--- BEGIN Document segment ---
The Saboteur Read online

Page 11


  The one kind gesture the Germans extended to those in their care were the packages. The prisoners, even political prisoners, could receive small parcels at the administrative office, provided they were censored and from a source the Nazis knew. A battered La Rochefoucauld would periodically be escorted to the front desk and there see, standing alongside a German guard, a small, black-haired Frenchman, whom the Nazis said was the proprietor of Auxerre’s Hôtel de la Fontaine, a restaurant they liked. The owner would bunch his round cheeks into a warm smile and give Robert a wrapped present. Sometimes it would be toiletries, sometimes chocolates. Always, the Nazis opened the package, studied it, and then slid it across the table to La Rochefoucauld, satisfied that it contained nothing of consequence. A guard would then walk the hotelier back out the front door and Robert would return to his cell, wondering why this man sent him anything at all. The owner gave packages to many inmates in the prison and the Nazis thought he was simply a soft-hearted collaborator with too much time on his hands. But La Rochefoucauld wondered if that were a cover. Could this man be a member of the Resistance? It was such a bold act, to hand a rebel a care package in the presence of Nazis. Even the Germans didn’t take it at face value. But wasn’t that the brilliance of it too? La Rochefoucauld tried to dwell on the hotelier in the long black hours in his cell as he awaited the next round of questioning.

  December turned to January, and January to February, and still the sessions continued. Where did you get those arms? Who are you working for? Some Nazis favored slashing the soles of a prisoner’s feet and forcing the man to walk on salt. Others liked to dab wool in gasoline and place portions of the soaking fabric between a prisoner’s fingers and toes, and then light each piece. Punches to the face and body never seemed to end, and when a prisoner fell to his knees, the Nazis kicked him in the stomach and testicles. Hemorrhages and hernias and cracked ribs went untreated. Many times the Germans threatened a prisoner’s family with similar methods; in this way Robert was lucky. He had been naive enough to give his real name to the Auxerre staff, but it had been dumb enough to not find any La Rochefoucaulds. Some Nazis filed down prisoners’ teeth. One SD agent grew so mad with a résistant from the Alliance that he gouged out his eyes. One Milice leader carried a star of David in his wallet made from the skin of a Jewish man.
--- END Document segment ---
--- BEGIN Items ---
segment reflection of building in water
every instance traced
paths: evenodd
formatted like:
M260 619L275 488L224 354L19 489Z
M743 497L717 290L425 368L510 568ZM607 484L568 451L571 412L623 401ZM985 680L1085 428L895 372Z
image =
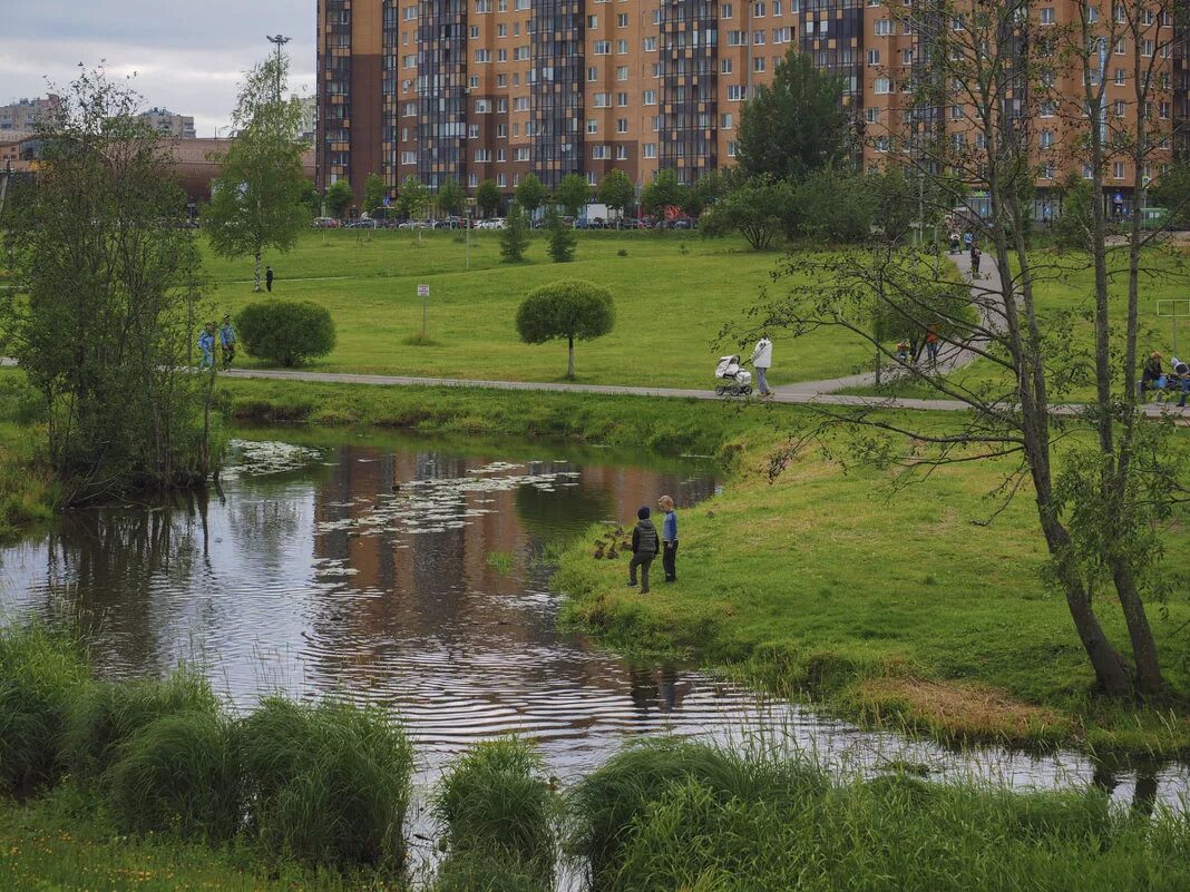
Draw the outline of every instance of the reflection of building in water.
M559 482L552 489L521 485L457 492L449 485L409 485L416 480L474 479L476 475L469 471L487 464L486 459L432 452L392 456L372 450L342 451L331 479L318 494L318 521L364 521L377 504L383 510L393 498L400 503L436 494L440 503L432 509L432 522L461 526L411 533L393 522L380 532L367 524L359 529L336 524L318 532L315 557L342 560L353 572L339 577L346 591L327 591L320 598L322 607L315 611L312 629L312 671L339 683L347 681L343 678L346 673L351 684L371 687L383 685L394 666L403 664L394 661L399 657L394 652L412 653L414 645L426 660L444 662L477 660L486 654L524 658L536 648L551 647L556 639L553 617L524 591L530 557L547 541L581 532L593 520L618 520L627 528L640 504L656 502L662 495L654 492L659 485L656 472L613 467L582 469L577 485ZM568 463L533 463L486 476L574 470ZM660 483L679 501L683 485L694 485L682 484L676 476ZM712 485L701 484L703 490ZM472 510L483 513L466 516ZM426 526L432 522L424 521ZM500 561L489 560L494 553L511 555L514 572L507 573ZM503 662L501 672L521 678L559 670L550 660ZM425 671L433 671L433 666L427 662ZM572 671L576 680L590 683L582 665L576 664Z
--- END Items ---
Written task A → Translate into Spanish this sentence from the account of La Rochefoucauld's imprisonment above: "The owner would bunch his round cheeks into a warm smile and give Robert a wrapped present."
Written task B → Summarize the account of La Rochefoucauld's imprisonment in two sentences.
Written task C → Carry the account of La Rochefoucauld's imprisonment forward from its last sentence.

Response A → El dueño juntaba sus mejillas redondas en una cálida sonrisa y le entregaba a Robert un regalo envuelto.

Response B → While in Nazi custody, La Rochefoucauld periodically received censored packages of toiletries or chocolates from the owner of Auxerre's Hôtel de la Fontaine. The Germans took this hotelier for a soft-hearted collaborator, but La Rochefoucauld wondered whether he belonged to the Resistance as his interrogations dragged on from December into February amid the brutal methods the Nazis used on prisoners.

Response C →
  “No one can foresee or protect oneself from the possible revolt of one’s body under torture,” Semprun wrote, “blandly and bestially demanding of one’s soul . . . to surrender unconditionally: a shameful, yet human, so very human surrender.”

  And that’s all the Germans wanted of La Rochefoucauld: Tell us. Tell us what you know and this—all of this—stops.

  “[One] needed a fantastic morale and a superhuman will not to yield during the interrogations and to reveal the names of friends who were still at large,” wrote Jacques Delarue, a Resistance fighter and author of a history on the Gestapo. “Some, broken morally and physically, collapsed. Who would dare to judge them?”

  La Rochefoucauld, in session after session, told Haas nothing.

  Many résistants who did not want to expose their comrades saw one other way to end the suffering. There was a reason the Auxerre staff confiscated belts and shoelaces as soon as prisoners were registered. Many Resistance fighters, wary of their weakened bodies, committed suicide to fend off betrayal. Jean Moulin, before he became the most effective Resistance organizer in France, was beaten so severely by the Germans that he took a shard of glass on the ground and cut his throat. His life was likely saved by the return of a German soldier who wanted to keep him talking. Pierre Brossolette, a journalist and Paris Resistance leader, regained consciousness after one interrogation and found himself still in the room, alone. He jumped out the window, five stories up, rather than endure more.

  In Robert’s cell, minutes felt like hours and hours like days. His strength, his very sense of self, collapsed and that alarmed him. He looked and felt like some sort of disfigured beast. His Catholic faith would not allow him to go the way of Brossolette, but Robert knew that with a few words he could earn a smile from the Germans and maybe walk out of here. He could then regain his strength and perhaps in time return to the frivolity of his old life, before a warm fireplace at Villeneuve, staring at the embers and above it the family crest, which the generations of La Rochefoucaulds had interpreted as an allowance to live indulgently, to explore all of life’s delights, a sentiment echoed in the family creed: “It’s my pleasure.” In this almost libertine environment, no one would need to know, or perhaps even care, about his secret.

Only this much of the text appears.